Father Spadaro has been a busy man.
Between forcing Ross Douthat to issue a correction over his reporting of a Twitter spat and to insinuating that this publication is “one of the anti-papal American blogs that were the ‘echoes’ of false news” to appearing to accuse papal critics of being under the influence of the devil to his general portfolio of bizarre online behavior, the “pope’s mouthpiece” is beginning to talk almost as much as the pontiff he works for — and in no less troubling a fashion.
Dan Hitchens, deputy editor of the Catholic Herald (UK), expressed something we’re probably all feeling:
Until yesterday, I was beginning to suffer from Spadaro Controversy Fatigue, a condition afflicting those who spend too long reading Catholic news. Fr Antonio Spadaro, the editor of La Civiltà Cattolica, has recently been involved in several simultaneous quarrels. He is known to be close to the Pope and so, amid the heated discussion of the four cardinals’ dubia, Fr Spadaro’s statements are read with special attention.
Up until this point, I was nodding in agreement. Fr. Spadaro is a figure difficult to take seriously, and I doubt anyone would if it weren’t for his relationship with the pope. But then Hitchens says:
Sometimes the attention [on Spadaro] seems over-the-top. But yesterday he said something truly eye-opening.
It came in an interview with Crux, in which Fr Spadaro discussed some of the accusations that have been thrown at him. There was the dispute about whether he had set up an anonymous Twitter account. He had – but what was wrong with that, he asked. There was another about whether he had screenshotted an image from Lord of the Rings in order to call the four cardinals “witless”. He hadn’t, and the New York Times had to publish a surreal correction to apologise to him.

Supplied records =>

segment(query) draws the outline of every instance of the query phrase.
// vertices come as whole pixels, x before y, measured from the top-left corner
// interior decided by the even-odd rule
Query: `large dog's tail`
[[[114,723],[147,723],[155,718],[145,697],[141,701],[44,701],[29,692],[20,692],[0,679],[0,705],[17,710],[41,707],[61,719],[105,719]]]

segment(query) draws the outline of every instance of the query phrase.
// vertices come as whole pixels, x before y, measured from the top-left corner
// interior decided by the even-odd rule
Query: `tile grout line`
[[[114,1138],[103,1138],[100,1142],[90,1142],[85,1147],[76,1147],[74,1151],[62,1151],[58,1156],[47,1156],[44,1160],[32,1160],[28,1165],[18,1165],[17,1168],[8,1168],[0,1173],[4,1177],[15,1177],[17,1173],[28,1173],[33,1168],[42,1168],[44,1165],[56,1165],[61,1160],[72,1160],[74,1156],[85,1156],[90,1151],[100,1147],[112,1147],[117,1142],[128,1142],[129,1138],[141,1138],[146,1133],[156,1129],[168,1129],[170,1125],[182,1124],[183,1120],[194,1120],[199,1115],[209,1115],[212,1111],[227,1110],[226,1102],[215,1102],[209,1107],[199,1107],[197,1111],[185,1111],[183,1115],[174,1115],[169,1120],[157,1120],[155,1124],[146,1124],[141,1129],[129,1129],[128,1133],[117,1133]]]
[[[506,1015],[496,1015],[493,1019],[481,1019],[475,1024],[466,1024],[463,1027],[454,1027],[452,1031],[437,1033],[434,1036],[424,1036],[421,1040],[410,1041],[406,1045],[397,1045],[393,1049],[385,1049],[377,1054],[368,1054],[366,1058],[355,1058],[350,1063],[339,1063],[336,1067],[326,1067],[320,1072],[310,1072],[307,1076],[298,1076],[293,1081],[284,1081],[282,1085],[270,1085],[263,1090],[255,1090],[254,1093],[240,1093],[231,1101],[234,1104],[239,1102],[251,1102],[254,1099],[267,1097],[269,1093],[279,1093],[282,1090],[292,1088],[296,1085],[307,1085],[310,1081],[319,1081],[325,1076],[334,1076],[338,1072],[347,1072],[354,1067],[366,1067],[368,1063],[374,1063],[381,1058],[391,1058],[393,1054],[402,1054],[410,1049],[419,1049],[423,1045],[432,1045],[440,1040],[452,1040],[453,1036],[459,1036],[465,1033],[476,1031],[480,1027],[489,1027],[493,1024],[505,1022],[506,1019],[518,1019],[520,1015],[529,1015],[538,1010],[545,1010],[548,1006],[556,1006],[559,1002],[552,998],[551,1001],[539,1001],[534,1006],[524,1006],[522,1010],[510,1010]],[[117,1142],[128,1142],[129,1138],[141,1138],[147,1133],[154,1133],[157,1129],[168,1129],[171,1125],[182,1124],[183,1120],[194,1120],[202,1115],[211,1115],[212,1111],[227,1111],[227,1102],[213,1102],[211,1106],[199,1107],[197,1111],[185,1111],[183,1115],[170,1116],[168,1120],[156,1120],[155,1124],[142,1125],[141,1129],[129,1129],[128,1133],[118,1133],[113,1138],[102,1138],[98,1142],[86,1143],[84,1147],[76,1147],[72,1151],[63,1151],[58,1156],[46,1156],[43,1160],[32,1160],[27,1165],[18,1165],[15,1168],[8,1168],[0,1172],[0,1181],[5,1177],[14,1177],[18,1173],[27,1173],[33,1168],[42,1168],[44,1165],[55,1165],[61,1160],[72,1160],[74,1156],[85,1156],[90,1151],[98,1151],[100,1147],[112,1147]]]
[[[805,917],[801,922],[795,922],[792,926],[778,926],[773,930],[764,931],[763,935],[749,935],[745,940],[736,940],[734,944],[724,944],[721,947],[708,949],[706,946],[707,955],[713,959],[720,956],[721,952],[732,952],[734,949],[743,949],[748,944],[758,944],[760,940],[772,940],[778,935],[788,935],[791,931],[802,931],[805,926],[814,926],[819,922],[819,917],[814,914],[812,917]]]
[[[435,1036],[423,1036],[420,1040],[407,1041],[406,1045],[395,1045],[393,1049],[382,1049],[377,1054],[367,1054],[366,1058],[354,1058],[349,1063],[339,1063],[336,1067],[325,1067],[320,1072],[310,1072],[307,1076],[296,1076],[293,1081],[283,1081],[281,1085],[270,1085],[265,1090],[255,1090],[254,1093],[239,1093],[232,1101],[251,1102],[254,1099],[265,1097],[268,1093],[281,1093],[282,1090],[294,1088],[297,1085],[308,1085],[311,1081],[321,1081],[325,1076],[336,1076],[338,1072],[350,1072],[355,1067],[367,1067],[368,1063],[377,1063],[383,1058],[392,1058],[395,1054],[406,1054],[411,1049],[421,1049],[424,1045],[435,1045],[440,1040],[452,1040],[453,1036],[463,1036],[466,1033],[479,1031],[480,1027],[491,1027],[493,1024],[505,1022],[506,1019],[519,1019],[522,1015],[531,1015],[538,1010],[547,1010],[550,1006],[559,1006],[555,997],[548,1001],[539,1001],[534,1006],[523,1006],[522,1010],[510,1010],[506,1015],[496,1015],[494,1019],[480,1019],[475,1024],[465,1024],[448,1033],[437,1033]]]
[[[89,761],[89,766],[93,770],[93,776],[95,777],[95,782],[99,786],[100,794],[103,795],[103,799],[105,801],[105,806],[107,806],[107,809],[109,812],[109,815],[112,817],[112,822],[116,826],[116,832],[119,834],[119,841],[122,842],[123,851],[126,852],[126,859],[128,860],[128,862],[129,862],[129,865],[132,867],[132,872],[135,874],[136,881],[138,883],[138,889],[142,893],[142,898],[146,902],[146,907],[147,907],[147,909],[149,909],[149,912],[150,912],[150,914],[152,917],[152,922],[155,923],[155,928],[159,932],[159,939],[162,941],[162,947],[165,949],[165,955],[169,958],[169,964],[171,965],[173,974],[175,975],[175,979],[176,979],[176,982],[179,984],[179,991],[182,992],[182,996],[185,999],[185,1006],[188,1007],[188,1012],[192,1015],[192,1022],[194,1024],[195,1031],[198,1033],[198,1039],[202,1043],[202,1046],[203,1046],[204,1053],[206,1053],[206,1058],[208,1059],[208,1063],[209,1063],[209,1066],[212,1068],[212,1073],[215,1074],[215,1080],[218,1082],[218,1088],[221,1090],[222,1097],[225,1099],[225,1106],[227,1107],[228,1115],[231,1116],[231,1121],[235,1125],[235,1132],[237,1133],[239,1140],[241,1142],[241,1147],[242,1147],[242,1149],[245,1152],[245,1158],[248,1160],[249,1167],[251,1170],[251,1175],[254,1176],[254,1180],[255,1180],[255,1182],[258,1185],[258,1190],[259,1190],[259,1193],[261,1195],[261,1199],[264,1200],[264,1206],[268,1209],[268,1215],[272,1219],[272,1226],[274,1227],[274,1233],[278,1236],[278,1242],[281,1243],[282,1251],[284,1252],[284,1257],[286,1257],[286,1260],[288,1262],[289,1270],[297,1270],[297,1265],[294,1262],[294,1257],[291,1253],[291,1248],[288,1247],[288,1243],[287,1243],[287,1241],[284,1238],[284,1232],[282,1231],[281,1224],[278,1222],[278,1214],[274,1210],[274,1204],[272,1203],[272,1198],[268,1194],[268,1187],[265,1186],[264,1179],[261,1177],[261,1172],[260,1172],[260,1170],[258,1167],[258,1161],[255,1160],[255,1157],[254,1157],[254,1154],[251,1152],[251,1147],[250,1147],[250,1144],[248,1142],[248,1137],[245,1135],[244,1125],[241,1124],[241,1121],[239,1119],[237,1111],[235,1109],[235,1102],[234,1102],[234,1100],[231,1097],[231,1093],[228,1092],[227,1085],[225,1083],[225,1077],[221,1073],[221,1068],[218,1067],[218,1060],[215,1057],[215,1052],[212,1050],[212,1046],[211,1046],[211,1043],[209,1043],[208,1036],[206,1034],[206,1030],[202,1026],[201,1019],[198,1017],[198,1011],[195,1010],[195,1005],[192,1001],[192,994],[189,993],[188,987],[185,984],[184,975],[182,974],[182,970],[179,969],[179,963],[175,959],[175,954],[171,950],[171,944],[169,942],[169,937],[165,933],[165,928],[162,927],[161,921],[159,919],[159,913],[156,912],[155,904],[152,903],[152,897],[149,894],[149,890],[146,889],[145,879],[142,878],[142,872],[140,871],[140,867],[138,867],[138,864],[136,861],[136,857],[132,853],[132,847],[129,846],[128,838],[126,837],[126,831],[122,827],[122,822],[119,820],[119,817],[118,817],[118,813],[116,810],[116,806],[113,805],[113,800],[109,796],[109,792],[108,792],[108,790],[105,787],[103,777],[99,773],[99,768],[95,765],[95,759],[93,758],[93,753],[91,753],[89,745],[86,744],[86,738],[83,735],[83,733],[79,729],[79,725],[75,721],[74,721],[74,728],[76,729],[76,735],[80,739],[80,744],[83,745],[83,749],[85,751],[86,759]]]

Your instructions => Reproduce everything in the article on Father Spadaro above, from "Between forcing Ross" down to "troubling a fashion.", word for word.

Finished exercise =>
Between forcing Ross Douthat to issue a correction over his reporting of a Twitter spat and to insinuating that this publication is “one of the anti-papal American blogs that were the ‘echoes’ of false news” to appearing to accuse papal critics of being under the influence of the devil to his general portfolio of bizarre online behavior, the “pope’s mouthpiece” is beginning to talk almost as much as the pontiff he works for — and in no less troubling a fashion.